Listed records.
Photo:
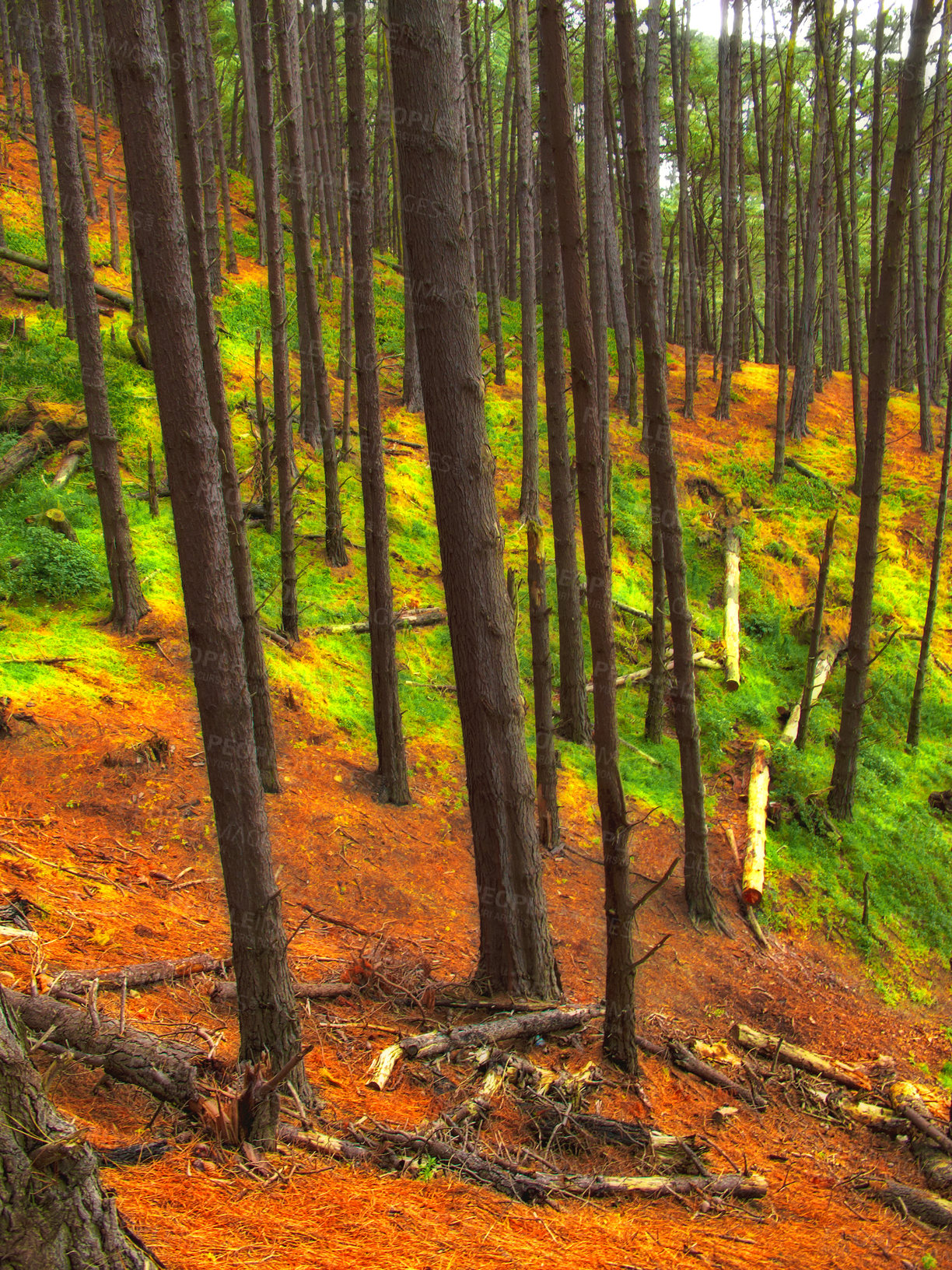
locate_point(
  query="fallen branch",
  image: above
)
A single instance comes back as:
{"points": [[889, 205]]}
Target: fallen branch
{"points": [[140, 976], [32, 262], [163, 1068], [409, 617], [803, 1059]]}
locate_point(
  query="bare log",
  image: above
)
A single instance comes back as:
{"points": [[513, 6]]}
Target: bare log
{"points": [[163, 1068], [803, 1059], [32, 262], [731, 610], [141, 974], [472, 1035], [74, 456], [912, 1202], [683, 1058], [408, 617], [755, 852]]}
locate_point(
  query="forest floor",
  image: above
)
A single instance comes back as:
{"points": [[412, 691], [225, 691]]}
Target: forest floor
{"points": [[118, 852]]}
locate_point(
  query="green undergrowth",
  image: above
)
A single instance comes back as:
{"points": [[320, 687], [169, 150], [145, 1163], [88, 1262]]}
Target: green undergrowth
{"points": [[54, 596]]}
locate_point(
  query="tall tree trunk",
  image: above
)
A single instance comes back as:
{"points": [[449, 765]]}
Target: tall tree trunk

Stated exercise. Copy every row above word for word, leaving out the picture.

Response for this exercise.
Photo:
locate_point(
  query="fallen branch",
  image: above
)
A single instance comes back as:
{"points": [[889, 205]]}
Target: fallen branch
{"points": [[140, 976], [32, 262], [163, 1068], [409, 617], [803, 1059]]}
locate_point(
  query="bare log",
  image: above
)
A single instance comes back as:
{"points": [[513, 6]]}
Target: bare log
{"points": [[163, 1068], [803, 1059], [32, 262], [731, 610], [141, 974], [472, 1035], [74, 456], [912, 1202], [683, 1058], [408, 617], [755, 852]]}
locate_point(
  query="forest floor",
  image: above
)
A single instance comes back as:
{"points": [[412, 691], [225, 691]]}
Target: forest floor
{"points": [[118, 852]]}
locate_point(
  query="green undergrowth",
  image: above
)
A single instance comes back as:
{"points": [[320, 687], [169, 150], [145, 1163], [88, 1262]]}
Target: green undergrowth
{"points": [[54, 596]]}
locate_point(
  query="tall tree trunk",
  image: above
)
A single instance comes back as:
{"points": [[449, 765]]}
Target: tall tree trunk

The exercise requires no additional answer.